WHAT TO WORK ON - List every topic that the passage on fatwās about Muslims living under non-Muslim rule says the book's introduction covers.

-- START EXCERPTED PASSAGE --

The book commences with an introduction to the topic, which recounts various historical situations in which Muslims have been ruled by non-Muslims, the reasons that make this a controversial subject in Islam, and the corpus of material Muslims can draw on to answer questions on the permissibility of their remaining under non-Muslim rule.

There then follows a useful discussion of what fatwās are and what the role of the mufti, who pronounces them, is, and the introduction finishes with a general overview of the qur’anic passages related to the subject and how these have been interpreted through the ages. Following this, the book then presents English translations of questions on the subject recorded as having been received by muftis at various times, followed by the fatwā each question received. The selected fatwās are divided into thematic chapters, the first of which examines fatwās from the period of the end of Muslim Spain, and includes the so-called “Marbella fatwā” of al-Wansharīsī, in which the Moroccan jurist declares that a man who has failed to emigrate from the Christian town of Marbella should be sent to hell for his remaining there. The other fatwā included in this chapter is that of al-Ramlī on the Muslims of Aragon, in which this Egyptian Shāfiʿī suggests that, since the Muslims in Aragon were able to freely practise their religion, there was no obligation for them to emigrate.

-- END EXCERPTED PASSAGE --
-- START PROVIDED DATA --

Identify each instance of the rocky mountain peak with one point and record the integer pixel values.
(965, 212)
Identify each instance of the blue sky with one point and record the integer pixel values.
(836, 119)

-- END PROVIDED DATA --

ANSWER TO THE TASK -
- Historical situations in which Muslims have been ruled by non-Muslims
- The reasons this is a controversial subject in Islam
- The material Muslims can draw on to answer whether they may remain under non-Muslim rule
- What fatwās are
- The role of the mufti, who pronounces fatwās
- An overview of the qur'anic passages related to the subject and how they have been interpreted through the ages